▶ [What you need to do]: Give every line of the material below as a JSON list of strings, one string per line, with blank lines left out. Leave the pictures out of the list.
* * *
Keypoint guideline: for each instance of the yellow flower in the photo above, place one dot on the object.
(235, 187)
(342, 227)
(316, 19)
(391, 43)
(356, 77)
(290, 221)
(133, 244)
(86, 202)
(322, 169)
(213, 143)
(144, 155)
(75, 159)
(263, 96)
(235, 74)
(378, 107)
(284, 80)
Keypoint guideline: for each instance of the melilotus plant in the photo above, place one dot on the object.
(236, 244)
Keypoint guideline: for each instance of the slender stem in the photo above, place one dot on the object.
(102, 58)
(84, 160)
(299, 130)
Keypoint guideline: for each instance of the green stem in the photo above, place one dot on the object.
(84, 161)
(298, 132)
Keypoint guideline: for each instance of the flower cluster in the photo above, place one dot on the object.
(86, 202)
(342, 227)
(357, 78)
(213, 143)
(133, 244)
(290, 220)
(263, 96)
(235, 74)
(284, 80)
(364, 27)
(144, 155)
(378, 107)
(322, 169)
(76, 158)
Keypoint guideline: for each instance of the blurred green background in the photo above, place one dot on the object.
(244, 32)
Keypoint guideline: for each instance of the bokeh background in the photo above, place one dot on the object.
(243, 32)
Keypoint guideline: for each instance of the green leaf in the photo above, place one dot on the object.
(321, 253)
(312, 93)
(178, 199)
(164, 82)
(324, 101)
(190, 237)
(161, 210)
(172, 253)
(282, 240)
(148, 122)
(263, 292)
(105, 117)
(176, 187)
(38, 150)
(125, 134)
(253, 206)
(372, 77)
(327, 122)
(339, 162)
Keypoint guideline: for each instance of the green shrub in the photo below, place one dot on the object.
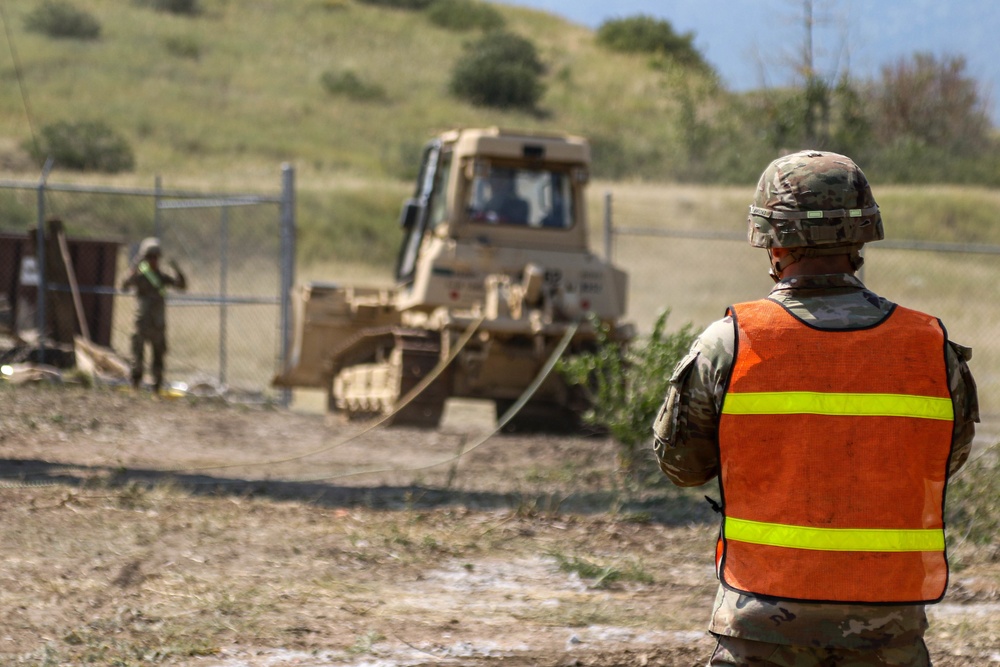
* * *
▶ [Result for this exercise]:
[
  "Keypoint guideline: for each instance of the yellow flower in the photo above, place one dot on the object.",
  "(235, 187)",
  "(342, 227)",
  "(316, 19)",
  "(391, 43)",
  "(356, 77)",
  "(290, 221)",
  "(133, 244)",
  "(86, 202)",
  "(322, 169)",
  "(213, 143)",
  "(144, 155)",
  "(75, 159)",
  "(263, 96)",
  "(235, 74)",
  "(378, 107)",
  "(284, 80)",
  "Keypoint guideline: for each instance of the melilotus plant in the photo above, place one dot on the object.",
  "(236, 244)",
  "Keypoint guideline: for each instance of the slender stem in the photo above, place one dot on the object.",
  "(102, 58)",
  "(84, 160)",
  "(299, 130)",
  "Keypoint guideline: for each instance of the green stem in the photo above, place one dot on the object.",
  "(84, 161)",
  "(298, 132)",
  "Keypoint guideline: for each instance of the flower cluster in the photo above, place one dot on the object.",
  "(86, 202)",
  "(342, 227)",
  "(357, 78)",
  "(213, 143)",
  "(133, 244)",
  "(290, 220)",
  "(263, 96)",
  "(235, 74)",
  "(284, 80)",
  "(364, 27)",
  "(144, 155)",
  "(378, 107)",
  "(322, 169)",
  "(76, 158)",
  "Keypoint guideline: for each instance of the blurred green background in the photo above, place one dot on the object.",
  "(244, 32)",
  "Keypoint guideline: for each instance of the bokeh background in the photo above, place one dot on the object.",
  "(243, 32)",
  "Keypoint guideline: for each instance of the green leaf in the photo above, place one dot on the object.",
  "(321, 253)",
  "(312, 93)",
  "(178, 199)",
  "(164, 82)",
  "(324, 101)",
  "(190, 237)",
  "(161, 210)",
  "(172, 253)",
  "(282, 240)",
  "(148, 122)",
  "(263, 292)",
  "(105, 117)",
  "(176, 187)",
  "(38, 150)",
  "(125, 134)",
  "(253, 206)",
  "(372, 77)",
  "(327, 122)",
  "(339, 162)",
  "Keypoint guideline: for each instance of the green shrub in the photo below, place one dot on the object."
]